**WHAT IS BEING ASKED**
When a line below contains the word "sleeve", copy that line.

**INFORMATION PROVIDED**
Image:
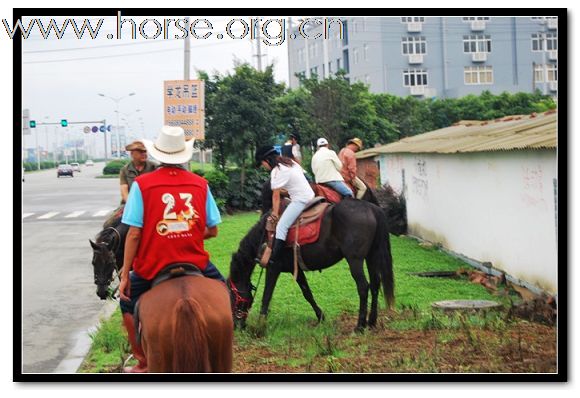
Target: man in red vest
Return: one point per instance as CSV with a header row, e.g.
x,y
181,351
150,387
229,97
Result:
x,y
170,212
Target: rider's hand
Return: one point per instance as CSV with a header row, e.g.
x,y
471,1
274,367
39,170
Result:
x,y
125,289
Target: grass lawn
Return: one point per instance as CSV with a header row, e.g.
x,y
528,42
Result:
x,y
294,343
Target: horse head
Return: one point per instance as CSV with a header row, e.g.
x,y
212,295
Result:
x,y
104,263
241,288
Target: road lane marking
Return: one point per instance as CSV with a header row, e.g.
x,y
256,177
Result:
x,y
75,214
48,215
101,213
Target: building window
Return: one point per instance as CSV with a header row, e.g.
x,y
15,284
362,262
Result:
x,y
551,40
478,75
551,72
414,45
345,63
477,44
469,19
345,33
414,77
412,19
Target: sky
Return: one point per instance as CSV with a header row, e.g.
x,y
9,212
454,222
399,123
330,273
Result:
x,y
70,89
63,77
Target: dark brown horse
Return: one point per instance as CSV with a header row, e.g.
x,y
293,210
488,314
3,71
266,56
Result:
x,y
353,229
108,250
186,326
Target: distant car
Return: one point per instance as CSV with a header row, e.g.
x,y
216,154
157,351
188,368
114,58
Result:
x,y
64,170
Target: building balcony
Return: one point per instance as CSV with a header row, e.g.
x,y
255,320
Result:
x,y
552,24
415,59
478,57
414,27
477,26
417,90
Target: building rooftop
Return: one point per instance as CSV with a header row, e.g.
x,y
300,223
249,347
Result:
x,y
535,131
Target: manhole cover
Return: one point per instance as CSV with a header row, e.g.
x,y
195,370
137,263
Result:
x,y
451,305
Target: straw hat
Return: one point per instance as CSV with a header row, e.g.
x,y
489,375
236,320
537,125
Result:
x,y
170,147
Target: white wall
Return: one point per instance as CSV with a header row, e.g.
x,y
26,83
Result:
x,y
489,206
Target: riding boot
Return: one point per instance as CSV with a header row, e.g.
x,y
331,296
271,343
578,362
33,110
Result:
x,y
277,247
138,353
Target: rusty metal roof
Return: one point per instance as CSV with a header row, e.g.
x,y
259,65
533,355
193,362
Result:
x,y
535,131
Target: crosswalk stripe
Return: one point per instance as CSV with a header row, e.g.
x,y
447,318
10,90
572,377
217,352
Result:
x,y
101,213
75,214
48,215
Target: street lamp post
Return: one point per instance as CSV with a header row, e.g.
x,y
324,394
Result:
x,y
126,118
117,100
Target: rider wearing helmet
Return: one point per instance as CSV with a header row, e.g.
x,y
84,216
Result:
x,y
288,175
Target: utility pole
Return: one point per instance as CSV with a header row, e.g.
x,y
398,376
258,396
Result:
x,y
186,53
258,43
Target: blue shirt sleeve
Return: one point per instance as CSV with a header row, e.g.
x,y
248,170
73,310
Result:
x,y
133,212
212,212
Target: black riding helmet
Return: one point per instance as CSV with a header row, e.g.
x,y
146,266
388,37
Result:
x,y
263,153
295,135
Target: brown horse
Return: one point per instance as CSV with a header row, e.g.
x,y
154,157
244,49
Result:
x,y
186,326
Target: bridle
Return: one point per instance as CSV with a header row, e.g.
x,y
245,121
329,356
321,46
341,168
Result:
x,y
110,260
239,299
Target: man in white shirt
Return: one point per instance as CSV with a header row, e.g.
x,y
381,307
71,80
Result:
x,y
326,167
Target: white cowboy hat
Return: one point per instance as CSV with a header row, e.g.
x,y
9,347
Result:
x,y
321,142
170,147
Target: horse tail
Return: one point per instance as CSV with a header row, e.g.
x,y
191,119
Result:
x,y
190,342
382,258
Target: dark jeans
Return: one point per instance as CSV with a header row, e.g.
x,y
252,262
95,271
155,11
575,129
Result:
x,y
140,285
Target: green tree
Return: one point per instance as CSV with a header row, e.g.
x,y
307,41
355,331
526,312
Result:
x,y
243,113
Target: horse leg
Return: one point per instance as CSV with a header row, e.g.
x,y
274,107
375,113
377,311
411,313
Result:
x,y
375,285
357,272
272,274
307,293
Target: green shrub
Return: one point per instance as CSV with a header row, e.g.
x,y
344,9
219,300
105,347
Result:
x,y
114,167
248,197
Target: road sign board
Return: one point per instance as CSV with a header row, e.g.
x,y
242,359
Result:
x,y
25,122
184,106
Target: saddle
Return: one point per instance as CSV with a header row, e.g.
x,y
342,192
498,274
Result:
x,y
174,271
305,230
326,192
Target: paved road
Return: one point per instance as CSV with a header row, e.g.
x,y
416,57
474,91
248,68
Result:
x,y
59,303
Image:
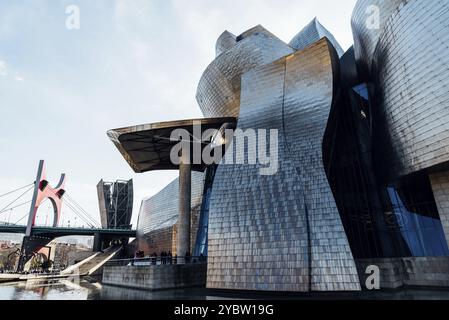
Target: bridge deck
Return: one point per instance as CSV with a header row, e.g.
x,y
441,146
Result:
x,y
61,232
==
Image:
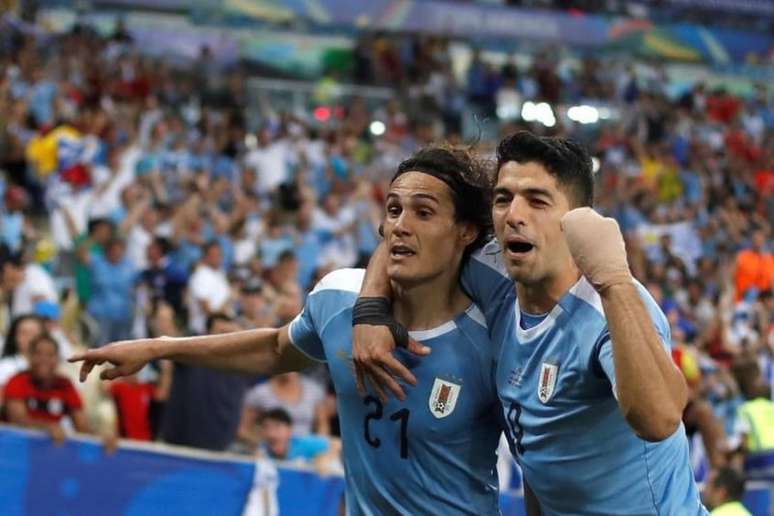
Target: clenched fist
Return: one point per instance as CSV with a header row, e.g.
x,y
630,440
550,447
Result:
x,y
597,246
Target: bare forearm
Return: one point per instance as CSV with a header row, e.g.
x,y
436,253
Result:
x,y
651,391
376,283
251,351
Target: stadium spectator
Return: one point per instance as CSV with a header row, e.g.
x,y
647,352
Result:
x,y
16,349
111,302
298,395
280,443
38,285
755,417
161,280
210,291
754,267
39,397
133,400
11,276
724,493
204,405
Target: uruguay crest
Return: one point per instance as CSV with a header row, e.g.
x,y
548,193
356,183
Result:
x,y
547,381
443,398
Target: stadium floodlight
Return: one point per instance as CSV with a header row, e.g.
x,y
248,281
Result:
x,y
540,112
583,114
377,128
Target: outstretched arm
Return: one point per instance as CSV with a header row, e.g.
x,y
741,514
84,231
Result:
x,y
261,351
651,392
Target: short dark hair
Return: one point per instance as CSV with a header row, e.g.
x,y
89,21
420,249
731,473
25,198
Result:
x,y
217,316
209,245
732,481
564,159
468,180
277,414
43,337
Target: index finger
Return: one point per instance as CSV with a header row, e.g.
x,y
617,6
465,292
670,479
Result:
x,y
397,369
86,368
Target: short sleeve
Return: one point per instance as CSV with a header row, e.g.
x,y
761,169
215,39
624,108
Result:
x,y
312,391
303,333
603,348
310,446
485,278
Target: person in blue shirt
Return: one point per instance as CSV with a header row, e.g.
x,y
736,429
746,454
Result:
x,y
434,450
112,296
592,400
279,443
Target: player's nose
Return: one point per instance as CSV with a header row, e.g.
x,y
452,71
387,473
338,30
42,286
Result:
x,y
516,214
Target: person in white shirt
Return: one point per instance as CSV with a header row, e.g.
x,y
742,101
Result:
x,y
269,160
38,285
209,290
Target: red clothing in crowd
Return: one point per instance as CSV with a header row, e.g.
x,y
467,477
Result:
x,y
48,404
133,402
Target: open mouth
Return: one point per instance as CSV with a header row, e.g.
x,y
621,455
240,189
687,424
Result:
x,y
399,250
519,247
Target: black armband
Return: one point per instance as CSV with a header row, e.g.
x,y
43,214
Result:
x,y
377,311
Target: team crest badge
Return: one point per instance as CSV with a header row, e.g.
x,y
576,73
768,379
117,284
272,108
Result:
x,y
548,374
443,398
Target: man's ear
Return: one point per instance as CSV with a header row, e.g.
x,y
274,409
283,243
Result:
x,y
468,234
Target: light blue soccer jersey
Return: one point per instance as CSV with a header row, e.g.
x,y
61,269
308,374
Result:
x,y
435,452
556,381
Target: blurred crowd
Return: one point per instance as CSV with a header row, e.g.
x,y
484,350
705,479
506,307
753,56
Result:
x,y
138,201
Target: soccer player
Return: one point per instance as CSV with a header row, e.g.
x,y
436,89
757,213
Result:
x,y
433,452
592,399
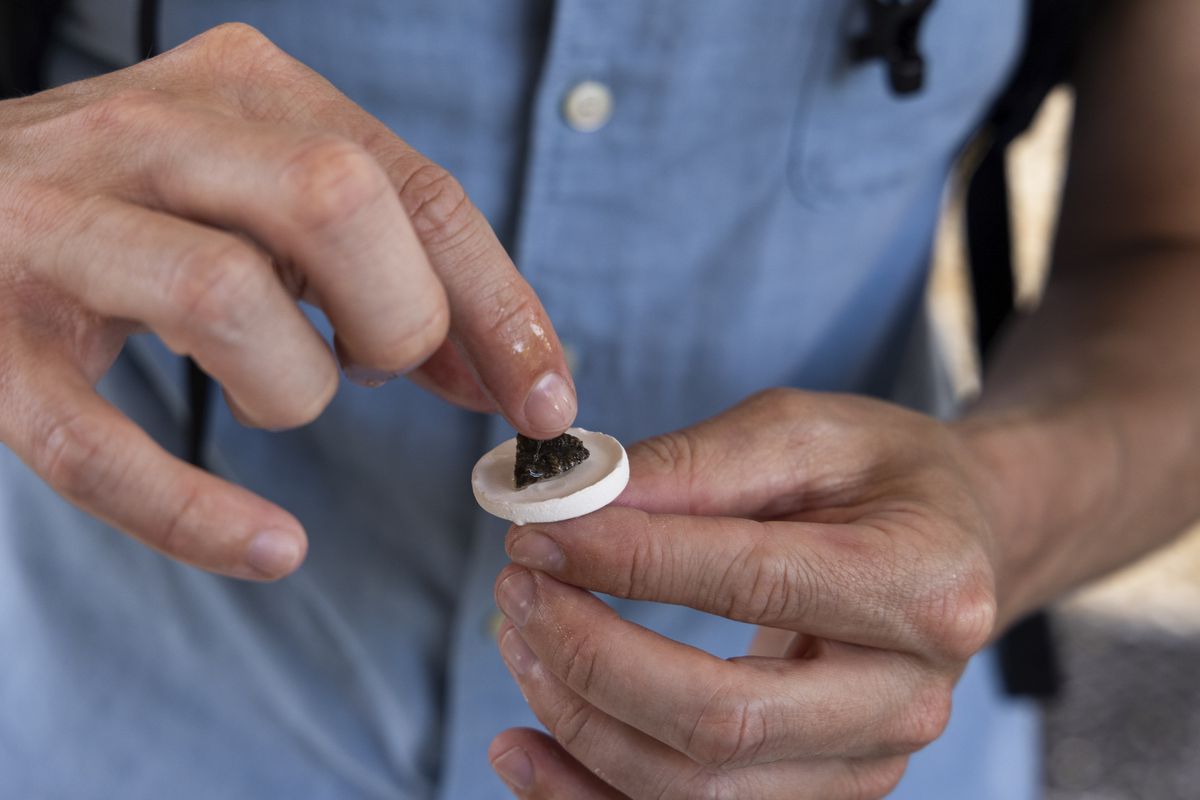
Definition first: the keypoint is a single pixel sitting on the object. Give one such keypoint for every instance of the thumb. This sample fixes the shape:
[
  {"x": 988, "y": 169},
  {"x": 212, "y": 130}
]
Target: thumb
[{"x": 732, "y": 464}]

**WRITTEN RESPONSE**
Target: blue shirt sleeve
Target: short sleeve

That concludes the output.